Reproduce the records word for word, starting at the line that contains "Where can you see the striped marble wall" and ending with the final line of the records.

The data:
====

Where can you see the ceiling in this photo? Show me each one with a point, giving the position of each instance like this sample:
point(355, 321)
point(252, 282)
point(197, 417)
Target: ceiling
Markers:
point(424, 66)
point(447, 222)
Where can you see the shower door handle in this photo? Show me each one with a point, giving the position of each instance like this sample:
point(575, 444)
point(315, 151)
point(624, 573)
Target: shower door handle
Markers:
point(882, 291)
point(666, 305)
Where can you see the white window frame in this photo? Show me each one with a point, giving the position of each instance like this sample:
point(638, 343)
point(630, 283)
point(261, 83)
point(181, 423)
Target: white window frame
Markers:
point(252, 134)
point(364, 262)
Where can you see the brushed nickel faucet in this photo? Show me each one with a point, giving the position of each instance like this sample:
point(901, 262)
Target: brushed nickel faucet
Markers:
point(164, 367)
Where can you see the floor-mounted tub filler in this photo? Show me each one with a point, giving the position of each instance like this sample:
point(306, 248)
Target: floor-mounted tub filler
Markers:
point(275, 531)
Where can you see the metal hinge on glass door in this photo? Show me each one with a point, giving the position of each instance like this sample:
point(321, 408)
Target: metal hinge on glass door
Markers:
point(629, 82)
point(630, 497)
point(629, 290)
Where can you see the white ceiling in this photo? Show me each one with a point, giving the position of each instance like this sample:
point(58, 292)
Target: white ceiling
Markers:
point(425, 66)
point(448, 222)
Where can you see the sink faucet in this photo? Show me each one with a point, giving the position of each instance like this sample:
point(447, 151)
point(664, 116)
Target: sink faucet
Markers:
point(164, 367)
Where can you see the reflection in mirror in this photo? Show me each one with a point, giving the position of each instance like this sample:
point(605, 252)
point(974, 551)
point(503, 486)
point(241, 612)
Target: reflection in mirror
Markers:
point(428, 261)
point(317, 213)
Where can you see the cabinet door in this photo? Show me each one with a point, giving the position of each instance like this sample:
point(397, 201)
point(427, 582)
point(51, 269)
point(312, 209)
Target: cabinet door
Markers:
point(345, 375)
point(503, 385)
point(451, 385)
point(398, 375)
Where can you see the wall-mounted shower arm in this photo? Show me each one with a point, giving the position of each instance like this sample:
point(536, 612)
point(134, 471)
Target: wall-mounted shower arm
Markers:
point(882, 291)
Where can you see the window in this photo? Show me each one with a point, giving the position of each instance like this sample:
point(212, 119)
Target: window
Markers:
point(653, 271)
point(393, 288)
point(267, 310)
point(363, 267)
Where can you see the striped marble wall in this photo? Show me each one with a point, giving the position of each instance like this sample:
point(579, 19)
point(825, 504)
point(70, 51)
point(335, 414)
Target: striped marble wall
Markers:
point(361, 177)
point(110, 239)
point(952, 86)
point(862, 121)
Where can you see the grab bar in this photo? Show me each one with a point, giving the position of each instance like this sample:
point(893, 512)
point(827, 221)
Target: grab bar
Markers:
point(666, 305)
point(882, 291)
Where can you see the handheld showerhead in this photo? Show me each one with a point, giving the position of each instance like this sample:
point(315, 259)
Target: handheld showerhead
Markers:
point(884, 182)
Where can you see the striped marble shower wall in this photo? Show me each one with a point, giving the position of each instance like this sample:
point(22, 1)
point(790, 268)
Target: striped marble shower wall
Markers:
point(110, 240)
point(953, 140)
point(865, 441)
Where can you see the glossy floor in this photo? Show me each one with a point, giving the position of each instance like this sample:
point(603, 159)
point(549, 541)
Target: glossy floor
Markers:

====

Output of the task:
Where can you see the striped marble wall in this photo? Show me each one with a point, giving the position of each instance like this sample:
point(579, 19)
point(825, 504)
point(70, 51)
point(335, 414)
Target: striped marble wall
Markers:
point(361, 177)
point(110, 239)
point(952, 86)
point(862, 121)
Where can you see the grab bar in this photo? Show me each one with a point, giving the position of each instance like this sample:
point(893, 512)
point(827, 221)
Target: grab bar
Markers:
point(666, 305)
point(882, 291)
Where can you see the handheld showerhead in this photo? Show me each one with a point, giving the position of each instance like this sample:
point(315, 259)
Target: handheld showerhead
Markers:
point(884, 182)
Where can you see the striped marble shower wall in this photo? Show me each one with a point, giving the position of each instance like this sample:
point(22, 1)
point(790, 268)
Target: striped marble shower wall
Markers:
point(110, 240)
point(953, 140)
point(865, 441)
Where can you see the glossy floor in this photo? Show me each one with a point, giving the position of each instance like this sample:
point(603, 159)
point(549, 541)
Target: glossy floor
Markers:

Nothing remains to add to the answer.